** start EXTRACTED MATERIAL **

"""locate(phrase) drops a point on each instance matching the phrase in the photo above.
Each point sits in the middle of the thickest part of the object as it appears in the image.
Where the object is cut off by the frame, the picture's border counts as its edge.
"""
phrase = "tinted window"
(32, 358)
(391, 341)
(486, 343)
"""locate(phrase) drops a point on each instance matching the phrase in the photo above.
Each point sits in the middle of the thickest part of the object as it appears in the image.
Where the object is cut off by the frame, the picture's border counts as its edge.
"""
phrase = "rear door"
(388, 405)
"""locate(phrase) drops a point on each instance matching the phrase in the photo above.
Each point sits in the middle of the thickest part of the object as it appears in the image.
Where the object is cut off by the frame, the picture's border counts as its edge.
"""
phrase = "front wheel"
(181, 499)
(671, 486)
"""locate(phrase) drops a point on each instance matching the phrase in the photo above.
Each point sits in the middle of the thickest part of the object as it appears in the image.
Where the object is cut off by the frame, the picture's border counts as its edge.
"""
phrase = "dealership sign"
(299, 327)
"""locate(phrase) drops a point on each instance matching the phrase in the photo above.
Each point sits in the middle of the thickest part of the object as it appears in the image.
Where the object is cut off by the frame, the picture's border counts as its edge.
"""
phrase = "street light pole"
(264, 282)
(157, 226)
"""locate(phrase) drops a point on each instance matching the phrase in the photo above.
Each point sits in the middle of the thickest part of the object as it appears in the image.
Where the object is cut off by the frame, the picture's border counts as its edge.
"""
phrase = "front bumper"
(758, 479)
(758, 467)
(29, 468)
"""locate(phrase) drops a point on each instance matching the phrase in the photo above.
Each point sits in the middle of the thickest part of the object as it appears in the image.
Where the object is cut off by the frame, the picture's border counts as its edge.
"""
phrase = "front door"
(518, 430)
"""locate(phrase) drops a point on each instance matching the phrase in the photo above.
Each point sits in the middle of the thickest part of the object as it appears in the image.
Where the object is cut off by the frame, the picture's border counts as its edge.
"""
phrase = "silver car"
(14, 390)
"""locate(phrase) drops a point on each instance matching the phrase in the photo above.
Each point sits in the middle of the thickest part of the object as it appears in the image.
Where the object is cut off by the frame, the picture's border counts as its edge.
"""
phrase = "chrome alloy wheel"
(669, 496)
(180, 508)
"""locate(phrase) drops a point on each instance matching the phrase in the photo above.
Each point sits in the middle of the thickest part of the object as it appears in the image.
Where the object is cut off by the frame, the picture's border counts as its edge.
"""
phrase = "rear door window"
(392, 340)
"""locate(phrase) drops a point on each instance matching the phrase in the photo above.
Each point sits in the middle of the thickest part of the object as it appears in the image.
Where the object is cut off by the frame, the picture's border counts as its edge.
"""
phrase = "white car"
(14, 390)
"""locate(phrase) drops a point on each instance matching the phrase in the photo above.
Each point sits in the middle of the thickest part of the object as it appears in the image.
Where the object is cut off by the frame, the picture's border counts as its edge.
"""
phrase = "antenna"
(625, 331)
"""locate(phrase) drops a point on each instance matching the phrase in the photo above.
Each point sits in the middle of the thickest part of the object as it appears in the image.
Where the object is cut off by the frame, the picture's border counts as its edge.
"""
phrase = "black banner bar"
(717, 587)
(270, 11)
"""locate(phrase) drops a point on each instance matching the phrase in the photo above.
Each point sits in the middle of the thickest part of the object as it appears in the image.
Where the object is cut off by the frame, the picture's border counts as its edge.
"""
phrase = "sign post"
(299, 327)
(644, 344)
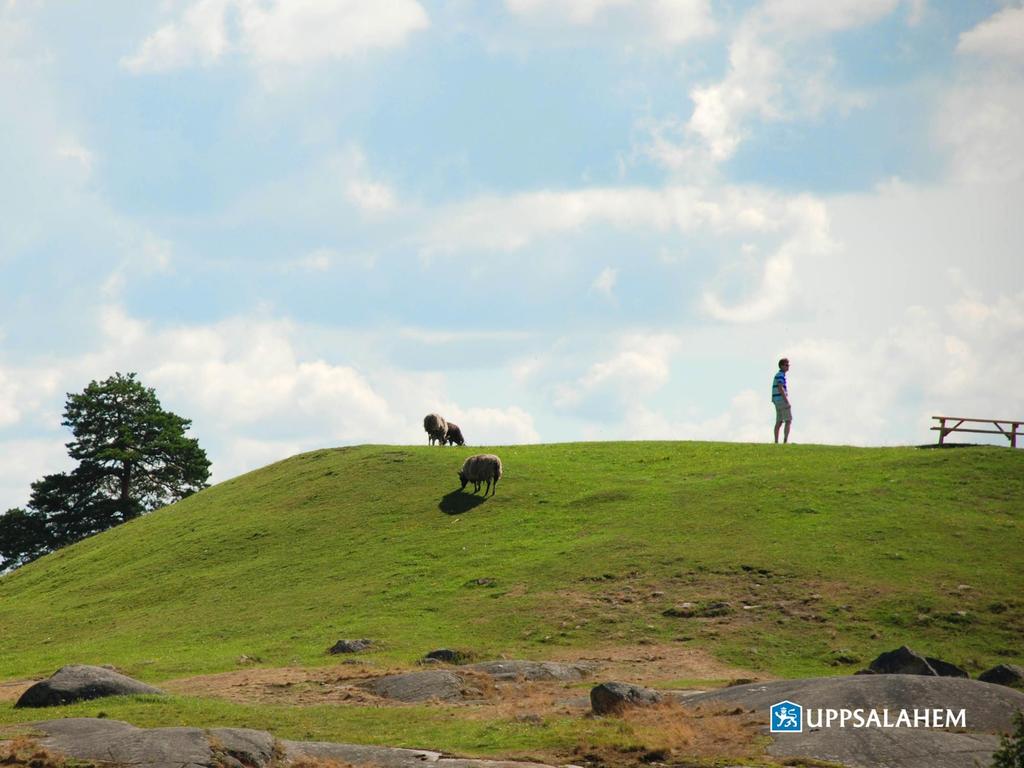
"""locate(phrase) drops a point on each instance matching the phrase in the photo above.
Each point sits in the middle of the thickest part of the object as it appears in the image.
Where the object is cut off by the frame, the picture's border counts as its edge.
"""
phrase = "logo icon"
(786, 717)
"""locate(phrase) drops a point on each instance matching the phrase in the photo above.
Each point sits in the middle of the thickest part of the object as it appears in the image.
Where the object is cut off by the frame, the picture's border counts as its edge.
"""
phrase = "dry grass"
(23, 751)
(672, 733)
(697, 732)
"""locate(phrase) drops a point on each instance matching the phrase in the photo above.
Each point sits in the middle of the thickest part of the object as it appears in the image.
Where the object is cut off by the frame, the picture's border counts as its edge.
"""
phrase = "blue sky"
(309, 223)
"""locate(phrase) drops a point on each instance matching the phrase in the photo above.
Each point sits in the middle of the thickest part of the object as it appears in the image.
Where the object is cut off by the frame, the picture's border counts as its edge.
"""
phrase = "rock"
(388, 757)
(944, 669)
(448, 655)
(1005, 674)
(535, 670)
(349, 646)
(114, 742)
(81, 682)
(441, 685)
(988, 709)
(905, 662)
(611, 698)
(121, 743)
(709, 609)
(901, 662)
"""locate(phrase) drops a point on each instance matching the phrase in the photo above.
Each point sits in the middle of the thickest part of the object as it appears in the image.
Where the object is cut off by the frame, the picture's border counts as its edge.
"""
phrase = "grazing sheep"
(436, 428)
(455, 435)
(480, 468)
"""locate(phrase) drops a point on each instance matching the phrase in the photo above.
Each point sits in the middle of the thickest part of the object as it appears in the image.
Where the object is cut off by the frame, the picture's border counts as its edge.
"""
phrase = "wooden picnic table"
(1011, 431)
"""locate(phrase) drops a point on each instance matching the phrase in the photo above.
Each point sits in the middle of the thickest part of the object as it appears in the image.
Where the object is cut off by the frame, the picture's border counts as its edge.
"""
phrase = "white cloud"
(371, 197)
(1000, 36)
(26, 461)
(494, 426)
(604, 283)
(292, 32)
(743, 422)
(327, 259)
(982, 124)
(810, 240)
(26, 393)
(766, 81)
(639, 368)
(513, 222)
(805, 17)
(671, 22)
(72, 148)
(199, 37)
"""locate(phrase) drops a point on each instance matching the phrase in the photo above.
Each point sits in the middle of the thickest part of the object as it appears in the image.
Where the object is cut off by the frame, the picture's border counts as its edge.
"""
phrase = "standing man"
(780, 396)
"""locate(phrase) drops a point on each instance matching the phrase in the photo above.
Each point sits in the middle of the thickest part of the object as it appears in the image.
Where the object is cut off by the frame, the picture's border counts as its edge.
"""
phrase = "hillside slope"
(824, 555)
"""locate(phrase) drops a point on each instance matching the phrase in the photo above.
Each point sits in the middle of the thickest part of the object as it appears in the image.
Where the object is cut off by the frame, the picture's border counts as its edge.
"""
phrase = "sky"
(308, 223)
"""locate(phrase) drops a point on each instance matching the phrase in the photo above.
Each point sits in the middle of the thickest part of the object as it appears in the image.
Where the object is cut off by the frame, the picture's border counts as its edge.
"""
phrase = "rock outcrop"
(82, 682)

** end EXTRACTED MATERIAL **

§ **THE EXERCISE**: Extract every line of the data exactly; pictures stay out.

§ **RESULT OF THE TASK**:
"""locate(phrase) drops a point on each instance matching the phrase in the photo above.
Each point sits in the middle of the thickest part of the object as it appears in the image.
Where the object is cut off by the frame, the picture's border counts as its edge.
"""
phrase = "tinted window"
(32, 358)
(391, 341)
(486, 343)
"""locate(phrase) drops a point on each instance matching the phrase in the photo above.
Each point sits in the middle of the thickest part of the object as it appears in the image.
Where the object is cut off by the frame, the picture's border counts as its edge.
"""
phrase = "rear door"
(388, 405)
"""locate(phrase) drops a point on each instance matching the phrase in the photo above.
Each point sits in the middle of the thickest part of the object as it appears in the image.
Where the object is cut off by the frame, the picture's border counts as its edge.
"""
phrase = "front wheel"
(181, 499)
(671, 486)
"""locate(phrase) drops a point on each instance matching the phrase in the photo above.
Each point sits in the middle of the thickest part of the object as it appears in the image.
Where the object is cut off by the frame, the picture's border counts as its edge.
"""
phrase = "dealership sign"
(299, 327)
"""locate(phrase) drops a point on each instance matching the phrase in the photo above.
Each point sits in the middle of the thickest part of the object as it appears in the image.
Where the object is cut off by the frame, the picture's border counts as its edge.
"""
phrase = "street light pole"
(264, 282)
(157, 226)
"""locate(phrase) drops a point on each instance matching the phrase in the photo above.
Each point sits in the middle of the thickest part of the object as it appears in the image.
Where the object is cut off by the frame, the picture's border counts as its edge.
"""
phrase = "front bumper"
(758, 479)
(758, 467)
(29, 468)
"""locate(phrase) drops a point on each instance matching the phrase in the photo above.
Each point sits in the middle of the thickest part of the object as it appears in the image.
Where the object is cut off by the frame, the picture's border counts as its edge.
"""
phrase = "front door"
(518, 430)
"""locate(phrase) drops a point on each instance matching the phrase in the photo above.
Each point sits in the middle of the thickest part of the object as it appears in the image.
Where the object is cut off by the frame, the picture's border counts as its edge.
"""
phrase = "silver car"
(14, 390)
"""locate(phrase) drops a point on each instance matching the phrase in the photo above.
Each point sits in the middle of the thickest part of the object as it appears in the image.
Where the object is cut off by the frame, the picture's border counts as its edge.
"""
phrase = "chrome alloy wheel"
(669, 496)
(180, 508)
"""locate(phrase) drops a point on each instance matching the phrase in the photo above.
Each point sits in the middle of the thickest part of the object as it appears in the image.
Where the object is cut off by the frame, the picture's border counts as its edge.
"""
phrase = "rear door window"
(392, 340)
"""locate(phrase) drops a point on each instance matching the phrase in the photo above.
Each point sits in the middle of the thickest part of the object as it appears in the image.
Where the object is cut off by the frame, the picture's border counts as its edge.
"""
phrase = "white car"
(14, 390)
"""locate(phrase) drops a point on each instance matching the phrase in the photo above.
Each point sits in the middle of the thickest part of the object as it appears in the image.
Where the object is cut off by the frame, the picture's border counts as its edge.
"""
phrase = "antenna"
(625, 331)
"""locate(phrase) drops a point on each instance matching the phrase in the photo above.
Each point sits in the middle of the thickest part of the object as it appears in the image.
Where the object is cut off by the frame, the picture's border counts as its edge.
"""
phrase = "black banner bar"
(717, 587)
(270, 11)
"""locate(phrase) drops a point on each instance matching the phrase in the photo above.
Each point sits in the middle of the thickest part of the object as it appears in the image.
Where the object is cut off by the frame, the picture's border counts as its edge.
"""
phrase = "sign post"
(299, 327)
(644, 344)
"""locate(phrase) drops a point on each instance matching the phrase in the photo above.
Each point sits in the middle of the thickest part of the object as it appears in the image.
Where the object is cut off by the frame, the picture's border counts as its edge.
"""
phrase = "logo icon"
(786, 717)
"""locate(phrase) drops a point on each instance matching the phrase in the photo above.
Each point sits in the middle of the thickest part of the object as it appears in the image.
Where the object is cut off by the frame, the picture's border counts as its edge.
"""
phrase = "dry grass"
(23, 751)
(672, 733)
(697, 732)
"""locate(phrase) drops a point on each instance matching the phrase in the photo above.
Each point sits in the middle of the thickest part of the object as it appears in the image.
Where the object is cut off by the frame, the picture's border counts as its edge.
"""
phrase = "blue sky"
(309, 223)
"""locate(phrase) drops a point on each instance matching the phrase in the photo above.
Each point sits in the middle of the thickest part of the object as it appears in the image.
Where the object is cut off by the frame, the picture's border counts as its edge.
"""
phrase = "rock"
(388, 757)
(944, 669)
(448, 655)
(1005, 674)
(535, 670)
(349, 646)
(114, 742)
(81, 682)
(441, 685)
(988, 709)
(905, 662)
(611, 698)
(121, 743)
(709, 609)
(901, 662)
"""locate(phrase) drops a point on each instance matching the phrase in the photo above.
Each point sits in the middle of the thickest part of the object as it appears in the image.
Where the object is cut off by the frame, the picture's border counts as its edge.
"""
phrase = "grazing sheep"
(436, 428)
(455, 435)
(480, 468)
"""locate(phrase) drops a point on each instance matching the phrase in the photo above.
Each point sits in the middle of the thickest part of the object as it appears in the image.
Where the object is cut off by the frame, the picture's border counts as its edge.
"""
phrase = "wooden picnic table"
(1011, 431)
"""locate(phrase) drops a point on each instance matching the phrase in the photo above.
Each point sits in the middle of the thickest part of the object as it appears in the image.
Where the object is cut off by the frame, the picture's border counts as its edge.
"""
phrase = "white cloud"
(371, 197)
(1000, 36)
(26, 461)
(494, 426)
(604, 283)
(292, 32)
(743, 422)
(327, 259)
(982, 124)
(810, 240)
(26, 393)
(766, 81)
(639, 368)
(513, 222)
(805, 17)
(671, 22)
(72, 148)
(199, 37)
"""locate(phrase) drops a point on each instance matching the phrase in the photo above.
Each point sits in the middle of the thickest part of the object as it appears in the image.
Where the object is cut off by the frame, the picture's border counts as its edge.
"""
phrase = "standing man"
(780, 396)
"""locate(phrase) drops a point on each instance matching the phrase in the photo above.
Each point sits in the middle of the thickest part of the object as it appears in the image.
Where the object is cut off by the frame, the picture's border counts as its edge.
"""
phrase = "hillside slope"
(824, 555)
"""locate(phrase) drops a point on each instance matching the phrase in the photo above.
Each point sits in the middle of the thickest part of the object as it appears in the image.
Where the object is cut off by the frame, the picture's border counts as its edge.
"""
phrase = "sky"
(308, 223)
"""locate(phrase) drops a point on each instance matching the phrase in the photo above.
Each point sits in the middle of the thickest part of the object as it appears in the image.
Where the object is cut off by the frame, the picture's border counts as its edge.
"""
phrase = "rock outcrop"
(82, 682)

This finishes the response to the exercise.